═══ SELECTED EXTRACT

I used to see Nigel day in, night out as we were both invited to the same events. Once, (Sir) Sir Dai Llewellyn invited all the Fleet Street gossip columnists and myself to a dinner at Wedgies, a Kings Road club which he ran. (He was dressed in black stockings and suspender belts when we arrived). Nigel didn't show, and my fellow hacks spent the entire evening bitching about him, accusing him of being too grand to show. Yes, I was best friends with Nigel for years until he turned on me. But, he did that with all his best friends. A story was more important to him than friendship, and many a bewildered friend of his couldn't understand why he betrayed them in his columns in the Daily Mail and the Mail on Sunday. He was the consummate gossip columnist. For him, a story always came first.

Saturday, June 02, 2007

A Playboy reunion

I'm amazed. Old friends from the Seventies are beginning to contact me after finding my website - Frances Lynn on Google. The latest friend to e-mail me is Val Lownes, son of Victor Lownes who used to be the head of Playboy in London. I've known Val since I was a teenger. A gang of us used to visit him in his dad's house in Connaught Square. The butler loved us and always fed us big meals, but never fed the bunnies. Val helped run the Playboy here in London, then was made the Resident Director for the new Playboy Casino in Nassau. After it closed down in 1985, he returned to Chicago, his birth place. It was so nostalgic to hear from him. We used to hang out together a lot in the late Seventies.

══════
═══ DATASET CONTENT

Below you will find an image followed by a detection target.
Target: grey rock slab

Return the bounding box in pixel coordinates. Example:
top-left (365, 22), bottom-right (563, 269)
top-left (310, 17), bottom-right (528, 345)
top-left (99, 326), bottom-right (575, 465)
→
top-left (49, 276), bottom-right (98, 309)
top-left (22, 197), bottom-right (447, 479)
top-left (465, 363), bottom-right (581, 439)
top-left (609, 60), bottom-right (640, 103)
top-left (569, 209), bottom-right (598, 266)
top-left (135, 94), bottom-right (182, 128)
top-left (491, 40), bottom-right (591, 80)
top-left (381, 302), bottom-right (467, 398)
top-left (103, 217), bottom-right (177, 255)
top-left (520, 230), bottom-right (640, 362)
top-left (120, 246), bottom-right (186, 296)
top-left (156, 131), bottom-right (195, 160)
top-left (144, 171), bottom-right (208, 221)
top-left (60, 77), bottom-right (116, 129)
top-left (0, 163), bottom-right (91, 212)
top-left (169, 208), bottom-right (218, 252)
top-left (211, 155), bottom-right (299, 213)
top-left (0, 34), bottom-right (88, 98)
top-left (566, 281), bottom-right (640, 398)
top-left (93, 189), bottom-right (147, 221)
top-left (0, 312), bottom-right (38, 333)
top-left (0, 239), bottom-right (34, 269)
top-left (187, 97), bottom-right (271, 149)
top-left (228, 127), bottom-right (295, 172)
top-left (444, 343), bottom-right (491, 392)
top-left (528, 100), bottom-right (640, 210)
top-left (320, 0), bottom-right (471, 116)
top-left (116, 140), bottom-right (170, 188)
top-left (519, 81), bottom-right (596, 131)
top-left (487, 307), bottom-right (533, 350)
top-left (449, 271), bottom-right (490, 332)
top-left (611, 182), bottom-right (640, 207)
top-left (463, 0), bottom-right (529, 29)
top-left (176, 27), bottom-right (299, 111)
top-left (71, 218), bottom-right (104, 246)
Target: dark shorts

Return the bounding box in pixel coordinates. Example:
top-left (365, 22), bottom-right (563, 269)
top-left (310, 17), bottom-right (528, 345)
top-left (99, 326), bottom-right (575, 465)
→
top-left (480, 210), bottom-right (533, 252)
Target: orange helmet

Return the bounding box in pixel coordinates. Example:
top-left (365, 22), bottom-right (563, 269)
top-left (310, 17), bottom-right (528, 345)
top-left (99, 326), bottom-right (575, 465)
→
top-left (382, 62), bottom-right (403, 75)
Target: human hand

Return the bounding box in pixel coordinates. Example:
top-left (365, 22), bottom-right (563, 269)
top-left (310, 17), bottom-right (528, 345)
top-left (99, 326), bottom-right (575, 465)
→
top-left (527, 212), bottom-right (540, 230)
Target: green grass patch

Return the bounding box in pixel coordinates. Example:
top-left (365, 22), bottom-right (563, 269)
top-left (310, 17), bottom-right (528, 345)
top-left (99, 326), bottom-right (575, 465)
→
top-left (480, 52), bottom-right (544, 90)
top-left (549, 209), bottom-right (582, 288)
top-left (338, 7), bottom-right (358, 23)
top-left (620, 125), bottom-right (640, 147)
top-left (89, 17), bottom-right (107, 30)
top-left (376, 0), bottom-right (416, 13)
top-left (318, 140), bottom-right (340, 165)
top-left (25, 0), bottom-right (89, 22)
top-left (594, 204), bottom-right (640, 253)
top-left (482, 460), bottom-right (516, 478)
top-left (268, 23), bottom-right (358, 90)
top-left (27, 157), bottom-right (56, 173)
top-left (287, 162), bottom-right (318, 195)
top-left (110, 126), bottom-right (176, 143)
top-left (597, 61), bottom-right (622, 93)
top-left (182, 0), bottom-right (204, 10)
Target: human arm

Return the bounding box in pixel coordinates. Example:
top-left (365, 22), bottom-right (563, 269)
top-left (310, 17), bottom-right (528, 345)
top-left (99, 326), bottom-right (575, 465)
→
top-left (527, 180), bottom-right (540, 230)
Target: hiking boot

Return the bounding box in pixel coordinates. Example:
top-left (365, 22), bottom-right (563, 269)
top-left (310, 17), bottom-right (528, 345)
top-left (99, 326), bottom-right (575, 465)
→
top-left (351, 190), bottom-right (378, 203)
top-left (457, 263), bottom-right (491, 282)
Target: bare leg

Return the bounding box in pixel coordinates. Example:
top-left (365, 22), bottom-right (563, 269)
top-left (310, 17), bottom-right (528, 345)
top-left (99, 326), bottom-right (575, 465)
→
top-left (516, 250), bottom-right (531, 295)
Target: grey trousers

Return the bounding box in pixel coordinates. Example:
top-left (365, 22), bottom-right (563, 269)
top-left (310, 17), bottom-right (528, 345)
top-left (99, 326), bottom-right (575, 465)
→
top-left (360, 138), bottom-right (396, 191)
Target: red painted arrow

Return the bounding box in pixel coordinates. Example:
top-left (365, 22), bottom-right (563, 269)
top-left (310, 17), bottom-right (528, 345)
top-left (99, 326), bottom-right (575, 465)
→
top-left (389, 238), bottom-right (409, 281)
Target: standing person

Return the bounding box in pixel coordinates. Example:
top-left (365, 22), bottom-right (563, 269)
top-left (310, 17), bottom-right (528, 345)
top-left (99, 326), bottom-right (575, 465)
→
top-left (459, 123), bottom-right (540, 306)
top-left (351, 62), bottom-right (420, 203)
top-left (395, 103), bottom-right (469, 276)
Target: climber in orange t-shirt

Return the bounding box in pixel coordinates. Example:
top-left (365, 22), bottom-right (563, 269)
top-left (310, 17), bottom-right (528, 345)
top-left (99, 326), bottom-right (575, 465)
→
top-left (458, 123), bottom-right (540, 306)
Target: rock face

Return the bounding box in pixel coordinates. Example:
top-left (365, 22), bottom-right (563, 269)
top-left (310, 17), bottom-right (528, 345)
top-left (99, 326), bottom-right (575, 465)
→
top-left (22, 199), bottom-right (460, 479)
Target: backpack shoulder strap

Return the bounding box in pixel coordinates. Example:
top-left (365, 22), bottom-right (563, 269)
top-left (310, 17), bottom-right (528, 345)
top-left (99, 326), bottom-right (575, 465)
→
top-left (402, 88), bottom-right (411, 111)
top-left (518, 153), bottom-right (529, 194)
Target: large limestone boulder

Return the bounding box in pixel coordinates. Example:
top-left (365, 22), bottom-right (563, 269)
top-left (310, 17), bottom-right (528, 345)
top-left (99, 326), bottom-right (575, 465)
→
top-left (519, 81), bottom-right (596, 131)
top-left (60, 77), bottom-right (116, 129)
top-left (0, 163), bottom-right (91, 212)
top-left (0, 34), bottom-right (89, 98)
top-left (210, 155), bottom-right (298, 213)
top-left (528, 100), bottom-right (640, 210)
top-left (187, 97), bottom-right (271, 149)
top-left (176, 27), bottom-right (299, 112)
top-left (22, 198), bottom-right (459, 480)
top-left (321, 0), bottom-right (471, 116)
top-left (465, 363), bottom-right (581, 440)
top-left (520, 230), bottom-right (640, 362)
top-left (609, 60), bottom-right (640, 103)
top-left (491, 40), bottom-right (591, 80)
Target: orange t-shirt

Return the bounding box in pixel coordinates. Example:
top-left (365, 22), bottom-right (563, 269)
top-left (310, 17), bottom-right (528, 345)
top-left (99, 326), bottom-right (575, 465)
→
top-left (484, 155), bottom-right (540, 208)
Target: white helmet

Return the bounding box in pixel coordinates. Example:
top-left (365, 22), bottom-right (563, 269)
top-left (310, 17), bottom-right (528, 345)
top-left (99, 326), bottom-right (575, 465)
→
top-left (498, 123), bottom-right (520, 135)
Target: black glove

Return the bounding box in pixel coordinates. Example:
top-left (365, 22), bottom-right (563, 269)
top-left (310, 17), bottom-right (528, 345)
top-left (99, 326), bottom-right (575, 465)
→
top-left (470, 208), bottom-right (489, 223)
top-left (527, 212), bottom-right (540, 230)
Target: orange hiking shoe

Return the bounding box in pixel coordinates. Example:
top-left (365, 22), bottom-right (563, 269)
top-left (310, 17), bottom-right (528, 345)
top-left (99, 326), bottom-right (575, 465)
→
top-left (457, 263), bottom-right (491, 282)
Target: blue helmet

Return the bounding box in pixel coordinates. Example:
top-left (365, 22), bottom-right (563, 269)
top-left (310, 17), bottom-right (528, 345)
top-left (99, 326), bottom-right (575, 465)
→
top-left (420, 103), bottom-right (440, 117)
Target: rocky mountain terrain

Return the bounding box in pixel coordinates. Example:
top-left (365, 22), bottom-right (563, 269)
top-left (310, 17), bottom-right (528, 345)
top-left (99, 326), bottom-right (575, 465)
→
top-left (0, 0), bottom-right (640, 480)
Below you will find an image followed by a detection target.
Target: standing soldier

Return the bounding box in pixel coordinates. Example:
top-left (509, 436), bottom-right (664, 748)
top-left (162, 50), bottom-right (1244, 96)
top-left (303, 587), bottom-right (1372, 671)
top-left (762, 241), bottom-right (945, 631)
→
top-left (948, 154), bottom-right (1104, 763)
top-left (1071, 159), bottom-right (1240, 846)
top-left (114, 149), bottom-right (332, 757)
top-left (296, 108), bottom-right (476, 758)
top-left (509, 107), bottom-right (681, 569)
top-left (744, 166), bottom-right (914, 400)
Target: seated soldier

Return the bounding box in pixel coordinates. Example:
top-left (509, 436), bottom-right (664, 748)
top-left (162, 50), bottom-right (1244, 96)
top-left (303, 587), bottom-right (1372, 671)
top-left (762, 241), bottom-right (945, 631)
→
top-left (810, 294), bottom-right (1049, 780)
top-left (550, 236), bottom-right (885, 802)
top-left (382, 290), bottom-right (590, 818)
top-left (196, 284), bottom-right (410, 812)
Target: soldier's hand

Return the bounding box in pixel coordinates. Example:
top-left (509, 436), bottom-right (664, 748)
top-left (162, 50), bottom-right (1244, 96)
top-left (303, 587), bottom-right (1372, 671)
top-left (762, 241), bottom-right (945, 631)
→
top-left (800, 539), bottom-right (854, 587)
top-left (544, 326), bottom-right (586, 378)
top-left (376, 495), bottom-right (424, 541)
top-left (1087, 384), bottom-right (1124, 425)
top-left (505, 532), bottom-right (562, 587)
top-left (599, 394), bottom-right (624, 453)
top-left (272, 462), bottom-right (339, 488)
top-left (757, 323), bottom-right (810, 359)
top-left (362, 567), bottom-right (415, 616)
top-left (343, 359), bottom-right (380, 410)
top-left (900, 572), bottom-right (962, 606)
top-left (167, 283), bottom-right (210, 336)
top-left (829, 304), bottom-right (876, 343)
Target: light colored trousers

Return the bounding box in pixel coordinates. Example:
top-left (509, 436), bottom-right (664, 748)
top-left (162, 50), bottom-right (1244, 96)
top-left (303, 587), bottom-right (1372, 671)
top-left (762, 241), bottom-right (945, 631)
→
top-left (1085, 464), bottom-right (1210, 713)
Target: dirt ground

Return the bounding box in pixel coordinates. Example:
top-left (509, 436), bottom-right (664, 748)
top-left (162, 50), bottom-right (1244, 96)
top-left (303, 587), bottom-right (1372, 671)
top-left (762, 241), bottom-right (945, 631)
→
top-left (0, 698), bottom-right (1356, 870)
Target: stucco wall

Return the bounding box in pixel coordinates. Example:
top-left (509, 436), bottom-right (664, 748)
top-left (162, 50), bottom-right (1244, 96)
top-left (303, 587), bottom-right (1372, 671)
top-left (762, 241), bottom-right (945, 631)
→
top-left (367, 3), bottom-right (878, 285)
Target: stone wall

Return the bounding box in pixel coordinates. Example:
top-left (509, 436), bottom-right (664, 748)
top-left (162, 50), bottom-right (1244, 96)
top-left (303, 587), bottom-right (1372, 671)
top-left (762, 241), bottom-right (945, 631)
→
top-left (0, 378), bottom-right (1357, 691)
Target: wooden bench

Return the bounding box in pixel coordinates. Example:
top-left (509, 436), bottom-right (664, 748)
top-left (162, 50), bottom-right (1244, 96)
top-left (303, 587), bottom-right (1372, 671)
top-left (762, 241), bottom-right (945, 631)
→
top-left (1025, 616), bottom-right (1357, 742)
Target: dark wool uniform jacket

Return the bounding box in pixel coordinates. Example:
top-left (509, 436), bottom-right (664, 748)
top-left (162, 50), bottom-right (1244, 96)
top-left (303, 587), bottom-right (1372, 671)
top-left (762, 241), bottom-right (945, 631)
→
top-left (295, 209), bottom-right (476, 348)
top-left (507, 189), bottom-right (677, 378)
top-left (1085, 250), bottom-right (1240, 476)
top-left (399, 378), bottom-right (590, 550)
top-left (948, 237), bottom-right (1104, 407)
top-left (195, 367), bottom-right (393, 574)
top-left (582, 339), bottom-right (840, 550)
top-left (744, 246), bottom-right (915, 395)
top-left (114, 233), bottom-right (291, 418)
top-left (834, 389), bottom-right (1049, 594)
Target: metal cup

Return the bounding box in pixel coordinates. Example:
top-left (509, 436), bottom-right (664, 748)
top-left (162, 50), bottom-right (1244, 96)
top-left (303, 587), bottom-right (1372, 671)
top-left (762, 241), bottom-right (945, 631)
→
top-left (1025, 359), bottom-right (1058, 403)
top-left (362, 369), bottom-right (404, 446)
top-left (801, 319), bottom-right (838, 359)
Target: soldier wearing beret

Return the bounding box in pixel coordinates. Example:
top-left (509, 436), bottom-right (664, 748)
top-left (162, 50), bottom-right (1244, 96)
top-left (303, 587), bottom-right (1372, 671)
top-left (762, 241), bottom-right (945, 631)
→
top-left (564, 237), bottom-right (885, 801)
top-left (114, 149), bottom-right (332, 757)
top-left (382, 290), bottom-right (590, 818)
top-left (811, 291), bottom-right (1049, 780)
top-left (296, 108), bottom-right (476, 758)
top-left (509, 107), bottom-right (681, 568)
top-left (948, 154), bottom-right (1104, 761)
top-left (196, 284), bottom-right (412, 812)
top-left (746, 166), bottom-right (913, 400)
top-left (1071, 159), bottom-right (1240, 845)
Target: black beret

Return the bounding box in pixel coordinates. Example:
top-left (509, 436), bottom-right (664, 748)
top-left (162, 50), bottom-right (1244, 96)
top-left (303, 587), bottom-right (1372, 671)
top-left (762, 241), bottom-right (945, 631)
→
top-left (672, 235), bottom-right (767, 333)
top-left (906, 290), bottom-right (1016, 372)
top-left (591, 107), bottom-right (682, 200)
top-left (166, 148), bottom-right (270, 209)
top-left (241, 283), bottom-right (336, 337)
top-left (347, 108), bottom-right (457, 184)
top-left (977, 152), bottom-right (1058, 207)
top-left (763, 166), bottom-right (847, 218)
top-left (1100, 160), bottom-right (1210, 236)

══════

(EXERCISE REQUIREMENTS):
A. Answer these questions using the blog excerpt:
(i) What was the name of the Kings Road club that Sir Dai Llewellyn ran?
(ii) In which newspapers did Nigel betray friends in his columns?
(iii) In what year did the Playboy Casino in Nassau close down?
B. Copy the passage of the blog excerpt that begins at the words "A Playboy reunion" and stops after the words "the late Seventies.".
These records were drawn from a separate source.

(SOLVED TASKS):
A.
(i) Wedgies
(ii) The Daily Mail and the Mail on Sunday
(iii) 1985

B.
A Playboy reunion

I'm amazed. Old friends from the Seventies are beginning to contact me after finding my website - Frances Lynn on Google. The latest friend to e-mail me is Val Lownes, son of Victor Lownes who used to be the head of Playboy in London. I've known Val since I was a teenger. A gang of us used to visit him in his dad's house in Connaught Square. The butler loved us and always fed us big meals, but never fed the bunnies. Val helped run the Playboy here in London, then was made the Resident Director for the new Playboy Casino in Nassau. After it closed down in 1985, he returned to Chicago, his birth place. It was so nostalgic to hear from him. We used to hang out together a lot in the late Seventies.